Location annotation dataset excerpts
##########

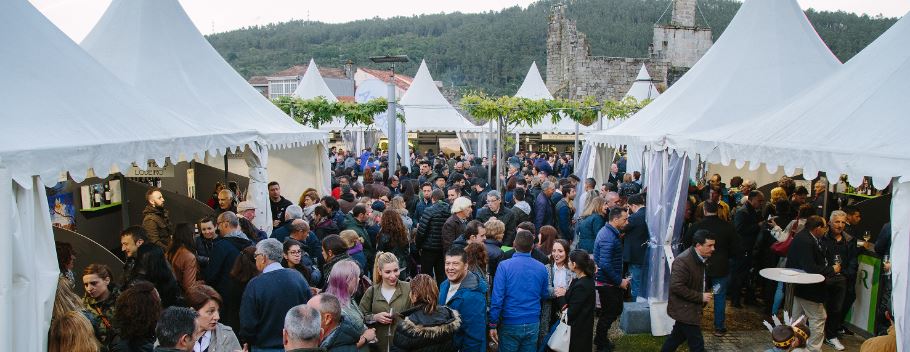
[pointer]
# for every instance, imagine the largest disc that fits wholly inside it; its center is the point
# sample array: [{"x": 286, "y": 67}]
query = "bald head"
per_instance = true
[{"x": 299, "y": 229}]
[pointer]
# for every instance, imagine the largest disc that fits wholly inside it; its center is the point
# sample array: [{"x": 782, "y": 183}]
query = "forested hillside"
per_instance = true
[{"x": 492, "y": 51}]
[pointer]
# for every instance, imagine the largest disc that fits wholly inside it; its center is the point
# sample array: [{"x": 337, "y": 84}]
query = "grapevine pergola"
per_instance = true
[{"x": 510, "y": 112}]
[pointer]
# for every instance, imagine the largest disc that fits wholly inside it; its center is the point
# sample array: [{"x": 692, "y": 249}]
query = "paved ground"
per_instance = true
[{"x": 746, "y": 333}]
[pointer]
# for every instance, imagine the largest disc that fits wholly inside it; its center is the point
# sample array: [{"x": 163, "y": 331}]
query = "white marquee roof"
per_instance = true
[
  {"x": 854, "y": 122},
  {"x": 534, "y": 87},
  {"x": 312, "y": 85},
  {"x": 154, "y": 46},
  {"x": 426, "y": 110},
  {"x": 768, "y": 54},
  {"x": 63, "y": 111},
  {"x": 643, "y": 88}
]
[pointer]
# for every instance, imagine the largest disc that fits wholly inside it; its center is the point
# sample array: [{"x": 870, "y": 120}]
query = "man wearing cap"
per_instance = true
[
  {"x": 247, "y": 210},
  {"x": 479, "y": 196}
]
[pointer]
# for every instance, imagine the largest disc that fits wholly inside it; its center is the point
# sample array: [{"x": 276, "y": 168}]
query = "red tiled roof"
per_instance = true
[
  {"x": 258, "y": 80},
  {"x": 299, "y": 70},
  {"x": 402, "y": 81}
]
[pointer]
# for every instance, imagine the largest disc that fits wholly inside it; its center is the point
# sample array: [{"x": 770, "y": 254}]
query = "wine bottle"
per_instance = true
[
  {"x": 97, "y": 196},
  {"x": 107, "y": 193}
]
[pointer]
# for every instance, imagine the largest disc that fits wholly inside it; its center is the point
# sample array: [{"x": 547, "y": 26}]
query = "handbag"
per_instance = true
[
  {"x": 781, "y": 248},
  {"x": 559, "y": 341}
]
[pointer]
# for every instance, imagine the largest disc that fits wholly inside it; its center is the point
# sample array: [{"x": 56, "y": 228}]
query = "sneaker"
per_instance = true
[{"x": 835, "y": 343}]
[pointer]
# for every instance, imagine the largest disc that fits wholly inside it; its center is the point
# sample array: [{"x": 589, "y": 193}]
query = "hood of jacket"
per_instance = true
[
  {"x": 443, "y": 322},
  {"x": 524, "y": 206},
  {"x": 346, "y": 333}
]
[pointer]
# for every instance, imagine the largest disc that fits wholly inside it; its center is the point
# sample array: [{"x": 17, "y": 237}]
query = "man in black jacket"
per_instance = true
[
  {"x": 726, "y": 243},
  {"x": 806, "y": 254},
  {"x": 495, "y": 208},
  {"x": 145, "y": 262},
  {"x": 748, "y": 224},
  {"x": 429, "y": 236}
]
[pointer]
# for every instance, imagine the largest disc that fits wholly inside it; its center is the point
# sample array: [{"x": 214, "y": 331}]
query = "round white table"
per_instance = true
[{"x": 790, "y": 277}]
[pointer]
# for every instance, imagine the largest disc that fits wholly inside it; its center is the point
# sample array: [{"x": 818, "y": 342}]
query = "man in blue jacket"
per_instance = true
[
  {"x": 465, "y": 292},
  {"x": 608, "y": 280},
  {"x": 268, "y": 297},
  {"x": 522, "y": 282}
]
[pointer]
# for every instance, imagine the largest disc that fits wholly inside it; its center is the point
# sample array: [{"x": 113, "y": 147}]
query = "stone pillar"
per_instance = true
[{"x": 684, "y": 13}]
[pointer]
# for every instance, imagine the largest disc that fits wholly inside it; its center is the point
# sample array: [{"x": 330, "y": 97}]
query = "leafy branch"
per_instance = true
[{"x": 318, "y": 111}]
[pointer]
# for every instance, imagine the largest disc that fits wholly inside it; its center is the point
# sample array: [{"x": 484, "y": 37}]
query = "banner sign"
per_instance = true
[{"x": 862, "y": 314}]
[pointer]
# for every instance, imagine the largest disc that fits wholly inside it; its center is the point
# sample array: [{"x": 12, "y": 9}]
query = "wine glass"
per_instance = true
[{"x": 886, "y": 259}]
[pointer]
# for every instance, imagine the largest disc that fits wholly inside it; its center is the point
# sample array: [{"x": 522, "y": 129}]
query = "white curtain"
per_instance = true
[
  {"x": 900, "y": 265},
  {"x": 27, "y": 285},
  {"x": 258, "y": 191},
  {"x": 667, "y": 187}
]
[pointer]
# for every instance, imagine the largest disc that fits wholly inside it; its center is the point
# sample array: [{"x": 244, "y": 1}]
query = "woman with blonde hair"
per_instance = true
[
  {"x": 426, "y": 326},
  {"x": 388, "y": 297},
  {"x": 72, "y": 332},
  {"x": 593, "y": 217}
]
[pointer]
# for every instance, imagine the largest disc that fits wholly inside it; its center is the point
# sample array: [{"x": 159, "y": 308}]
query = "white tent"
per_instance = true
[
  {"x": 154, "y": 46},
  {"x": 312, "y": 85},
  {"x": 768, "y": 54},
  {"x": 533, "y": 87},
  {"x": 96, "y": 122},
  {"x": 643, "y": 88},
  {"x": 426, "y": 110},
  {"x": 855, "y": 123}
]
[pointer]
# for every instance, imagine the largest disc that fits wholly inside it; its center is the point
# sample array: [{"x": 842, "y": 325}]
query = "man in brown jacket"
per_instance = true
[{"x": 687, "y": 293}]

##########

Transcribe all the records above word for word, without their images.

[pointer]
# for every instance, imagine the largest disc that fits wholly inside it; its center is the point
# sample array: [{"x": 286, "y": 67}]
query = "bald head"
per_instance = true
[{"x": 299, "y": 229}]
[pointer]
# for every instance, imagine the largest disc that fits wholly inside it; its center is the point
# sample array: [{"x": 782, "y": 183}]
query = "forested hillside"
per_instance = true
[{"x": 492, "y": 51}]
[pointer]
# for every instance, imagine the largest disc that fits wholly inside it; its center is the point
# sample array: [{"x": 337, "y": 84}]
query = "grapevine pergola"
per_instance = true
[{"x": 510, "y": 112}]
[pointer]
# for every instance, imagine the largest disc that fits wholly inside it; its center is the point
# sample array: [{"x": 692, "y": 249}]
query = "paved ground"
per_instance = true
[{"x": 746, "y": 333}]
[pointer]
# for every instance, imagine the largest disc that fits wholly inside it; its center is the point
# sample array: [{"x": 163, "y": 331}]
query = "white marquee roof"
per_instance = true
[
  {"x": 854, "y": 122},
  {"x": 534, "y": 87},
  {"x": 312, "y": 85},
  {"x": 154, "y": 46},
  {"x": 426, "y": 110},
  {"x": 768, "y": 54},
  {"x": 63, "y": 111},
  {"x": 643, "y": 88}
]
[pointer]
# for every instance, imagine the largest disc that fits wholly inside it; its center is the point
# sample array: [{"x": 870, "y": 120}]
query = "man wearing cap"
per_instance = true
[
  {"x": 247, "y": 210},
  {"x": 479, "y": 196}
]
[pointer]
# for every instance, imagine the largest disc that fits wholly inside it; its center is the point
# sample array: [{"x": 276, "y": 168}]
query = "red tiled roof"
per_instance = true
[
  {"x": 258, "y": 80},
  {"x": 299, "y": 70},
  {"x": 402, "y": 81}
]
[pointer]
# for every instance, imagine the largest disc that fits wholly inside it; its center is the point
# sample array: [{"x": 770, "y": 254}]
query = "wine bottle"
per_instance = true
[
  {"x": 97, "y": 196},
  {"x": 107, "y": 193}
]
[pointer]
# for every instance, imagine the largest disc that fits wholly inside it; its center is the point
# sample array: [{"x": 547, "y": 26}]
query = "handbag"
per_instance = true
[
  {"x": 781, "y": 248},
  {"x": 559, "y": 341}
]
[pointer]
# for every instance, imagine the largest disc that fits wholly inside it; its center is the point
# sample array: [{"x": 56, "y": 228}]
query = "sneaker"
per_instance = true
[{"x": 835, "y": 343}]
[pointer]
# for every instance, imagine the largest disc that fits wholly inside it; its center is the point
# sample array: [{"x": 589, "y": 193}]
query = "hood of jacket"
per_instance = true
[
  {"x": 443, "y": 322},
  {"x": 524, "y": 206},
  {"x": 346, "y": 333}
]
[pointer]
# for every instance, imagine the largest disc that fits wholly inside it; its center is the point
# sample array: [{"x": 17, "y": 237}]
query = "man in black jacket"
per_instance = true
[
  {"x": 726, "y": 243},
  {"x": 806, "y": 254},
  {"x": 495, "y": 208},
  {"x": 145, "y": 262},
  {"x": 748, "y": 224},
  {"x": 429, "y": 236}
]
[pointer]
# for every instance, imagine the largest disc that fits wholly inside it; its center is the point
# sample array: [{"x": 214, "y": 331}]
query = "round white table"
per_instance = true
[{"x": 790, "y": 277}]
[pointer]
# for every instance, imagine the largest disc that fits wholly inside it; its center is the point
# sample array: [{"x": 818, "y": 342}]
query = "man in blue jacket"
per_instance = true
[
  {"x": 465, "y": 292},
  {"x": 608, "y": 280},
  {"x": 268, "y": 297},
  {"x": 522, "y": 282}
]
[pointer]
# for every instance, imagine the largest disc that fits wholly inside it; its center is the point
# sample array: [{"x": 113, "y": 147}]
query = "stone pillar"
per_instance = true
[{"x": 684, "y": 13}]
[pointer]
# for every instance, imagine the largest disc that fits wholly inside it; its center is the point
# sample array: [{"x": 330, "y": 97}]
query = "leafy branch"
per_instance = true
[{"x": 318, "y": 111}]
[pointer]
# for every instance, imagine the largest disc that fits wholly inside it; its center is the point
# sample array: [{"x": 484, "y": 37}]
query = "banner sign"
per_instance = true
[{"x": 862, "y": 314}]
[pointer]
# for every instance, imagine the largest disc that fits wholly inside it; its center is the point
# sample array: [{"x": 12, "y": 9}]
query = "wine glass"
per_instance = true
[{"x": 886, "y": 259}]
[pointer]
# for every instance, imagine the largest disc that fits wholly inside it; its center is the point
# sample array: [{"x": 522, "y": 129}]
query = "white curtain"
per_instance = true
[
  {"x": 900, "y": 265},
  {"x": 27, "y": 285},
  {"x": 258, "y": 191},
  {"x": 667, "y": 187}
]
[pointer]
# for every instance, imagine the largest disc that fits wholly inside it; its center is the point
# sample array: [{"x": 244, "y": 1}]
query = "woman with blonde hair"
per_instance = true
[
  {"x": 426, "y": 326},
  {"x": 388, "y": 297},
  {"x": 72, "y": 332},
  {"x": 593, "y": 217}
]
[pointer]
# for every instance, imagine the largest disc that fits wholly inside it; its center is the point
# sample array: [{"x": 159, "y": 308}]
query = "white tent"
per_instance = true
[
  {"x": 154, "y": 46},
  {"x": 312, "y": 85},
  {"x": 768, "y": 54},
  {"x": 533, "y": 87},
  {"x": 96, "y": 122},
  {"x": 643, "y": 88},
  {"x": 426, "y": 110},
  {"x": 855, "y": 123}
]
[pointer]
# for every instance, imagine the largest disc that fits wholly inside it; its center is the point
# sample array: [{"x": 842, "y": 325}]
query = "man in brown jacket"
per_instance = true
[{"x": 687, "y": 293}]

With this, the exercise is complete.